#### Source passage
START
Tuesday, December 10, 2013

Rotorua: 4 Unmissable Activities Off the Beaten Track

Rotorua, known for its pungent rotten egg smell, is probably New Zealand's most touristy city. So, for those who like to get off the beaten track, it can be difficult to know what's worth doing.

This list isn't exhaustive: there are plenty of other cool things to do in Rotorua (hot tip: if you visit the Buried Village, make you you do the side-route to the waterfall - it's worth it). But, this is a list of my favourite four things in Rotorua that you're unlikely to hear much about elsewhere.

And the best part is, you can do all of them in 4-5 hours.

#1.  Wai-O-Tapu
Visiting a Geothermal area in Rotorua is absolutely essential, whatever kind of traveller you are. Having done several, I think the best one for people who like getting off the beaten track is definitely Wai-O-Tapu. It's about 25 minutes out of town, so it gets less visitors, and it offers the most colourful range of different kinds of volcanic sights I've ever come across. The only slightly less-cool thing is that their geyser is stimulated with a chemical to make it go off at a regular time each day.

The Wai-O-Tapu geyser

The vibrant palette at Wai-O-Tapu

Wai-O-Tapu's most famous sight: the Champagne Pools

Oh, ya know, just an acidic, highlighter green-coloured pool


#2.  Kerosene Creek
This place is the best kept secret in Rotorua. A naturally occurring spa pool, complete with a hot waterfall. Let me just say that again: a hot waterfall! It's located a 5 minute drive from Wai-O-Tapu and completely free. Do not miss it.



#3. Māori Jesus

St Faith's Church, a beautiful Tudor-style building right next to a traditional Māori marae (meeting house), has a special secret. Instead of a traditional stained-glass window, they have an ordinary window looking through to the lake, with a white Jesus figure painted on it, appearing to walk across the lake towards you. And what makes it even more special is the fact that Jesus is wearing a Māori cloak and has Māori features. I love this sign of harmony between religion and indigenous culture.
END
#### Material shown
START
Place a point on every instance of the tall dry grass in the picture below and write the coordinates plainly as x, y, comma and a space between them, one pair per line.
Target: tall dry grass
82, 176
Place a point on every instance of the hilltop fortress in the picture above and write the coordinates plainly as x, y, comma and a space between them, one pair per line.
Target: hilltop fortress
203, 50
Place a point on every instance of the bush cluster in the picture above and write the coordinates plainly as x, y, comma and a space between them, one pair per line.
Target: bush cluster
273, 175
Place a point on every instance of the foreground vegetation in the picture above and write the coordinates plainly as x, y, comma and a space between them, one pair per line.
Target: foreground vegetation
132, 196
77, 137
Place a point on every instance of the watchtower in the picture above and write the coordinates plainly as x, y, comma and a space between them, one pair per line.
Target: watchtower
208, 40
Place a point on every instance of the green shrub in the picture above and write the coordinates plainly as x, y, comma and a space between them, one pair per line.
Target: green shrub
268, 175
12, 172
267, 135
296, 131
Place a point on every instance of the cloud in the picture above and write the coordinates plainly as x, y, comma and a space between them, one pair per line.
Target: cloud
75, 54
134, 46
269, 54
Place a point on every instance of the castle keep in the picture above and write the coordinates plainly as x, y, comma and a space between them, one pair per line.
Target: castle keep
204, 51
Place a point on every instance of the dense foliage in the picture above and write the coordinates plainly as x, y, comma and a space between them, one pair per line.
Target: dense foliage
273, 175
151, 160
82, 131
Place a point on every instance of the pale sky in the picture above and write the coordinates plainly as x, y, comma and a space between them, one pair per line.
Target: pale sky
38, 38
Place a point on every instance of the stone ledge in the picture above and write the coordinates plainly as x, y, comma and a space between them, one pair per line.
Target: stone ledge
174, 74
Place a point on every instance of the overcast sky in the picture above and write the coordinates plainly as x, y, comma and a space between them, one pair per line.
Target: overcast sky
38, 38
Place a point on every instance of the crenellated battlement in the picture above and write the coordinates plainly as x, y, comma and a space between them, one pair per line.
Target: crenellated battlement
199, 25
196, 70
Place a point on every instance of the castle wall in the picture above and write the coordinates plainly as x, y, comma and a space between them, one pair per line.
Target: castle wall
END
#### Directive A
Edit the Rotorua post by giving it again from "And the best" to "time each day.", inclusive, with "Wai-O-Tapu" replaced by "Waiotapu".
#### Directive B
Turn the paragraph of the Rotorua post that begins "Visiting a Geothermal area in Rotorua" into a bulleted list that keeps its main facts.
#### Directive C
List every numbered heading in the Rotorua post.

#### Task result A
And the best part is, you can do all of them in 4-5 hours.

#1.  Waiotapu
Visiting a Geothermal area in Rotorua is absolutely essential, whatever kind of traveller you are. Having done several, I think the best one for people who like getting off the beaten track is definitely Waiotapu. It's about 25 minutes out of town, so it gets less visitors, and it offers the most colourful range of different kinds of volcanic sights I've ever come across. The only slightly less-cool thing is that their geyser is stimulated with a chemical to make it go off at a regular time each day.

#### Task result B
- Visiting a geothermal area in Rotorua is essential for any kind of traveler.
- Wai-O-Tapu is the best one for people who like getting off the beaten track.
- It is about 25 minutes out of town, so it gets fewer visitors.
- It offers the most colorful range of volcanic sights the writer has come across.
- Its one drawback is that its geyser is set off with a chemical at a regular time each day.

#### Task result C
- Wai-O-Tapu
- Kerosene Creek
- Māori Jesus